TOTALMENTE. Já cheguei a levar susto quando vi o dia tão claro e o relógio marcava oito horas da manhã (meu recorde – risos). Não sei parar antes do tempo da criação, ela comanda.
♦ Por gentileza, você poderia comentar a seguinte composição: Espelho Cristalino?
Pois é, esta foi uma das canções escolhidas para meu primeiro CD. Ela entrou no terço em que falo com a terra, com o chão, com a natureza, com os “baiões”. Uma belíssima canção de Alceu Valença. Uma poesia incomum. E adoro metalinguagem: nessa canção, ao mesmo tempo em que ele fala da natureza, ele fala do nosso ofício. E ainda tem o refrão popular de Alagoas: “mas, eu tenho meu espelho cristalino…” Foi esse refrão o mote para o compositor, algo com o qual me identifico muito: a paixão pelas belezas populares.
♦ Existe algum artista brasileiro na ignomínia, mas que merecia ser renomado?

▶ SEÇÃO DE DADOS:
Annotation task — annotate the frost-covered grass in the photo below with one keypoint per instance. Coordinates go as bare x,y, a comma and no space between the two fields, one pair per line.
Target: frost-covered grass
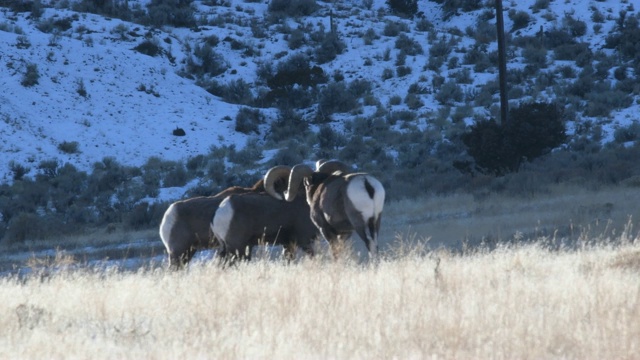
513,302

▶ TAREFAS:
- 1) Na entrevista, quem é apontado como autor da canção "Espelho Cristalino"?
- 2) Dê continuidade à entrevista sobre música, partindo do ponto em que o texto termina.
O material não é necessário para realizar as tarefas.

▶ RESULTADOS:
- 1) Alceu Valença.

- 2)
Nossa, a maioria. Desde a minha geração que a grande mídia rompeu definitivamente com a arte. Bem, eu acho a arte uma senhora muito exigente e qualquer fator que entre no meio dela que não seja motivo artístico, ela se retira. E a gente sente isso. Não acho que a música deva ser produzida só como arte, mas não é saudável, de forma alguma, excluírem da grande mídia a música de arte. A melhor produção se dá fora das grandes gravadoras (fora, portanto, do mundo das propinas) e tem muitos artistas maravilhosos que merecem maior reconhecimento e melhores condições de trabalho. São centenas.
♦ Você produz música para curar os males da alma?
Eu acho que a arte mesmo não aceita palavra ao lado dela. Arte de …. Não, quando é arte, é arte e pronto. E assim não tem uma função exatamente. Por isso sou tão apaixonada pelo meu ofício que é o meu bem e o meu mal, que é o resultado das minhas facilidades e das minhas dificuldades.
♦ O que a guia na escolha do repertório de um novo álbum?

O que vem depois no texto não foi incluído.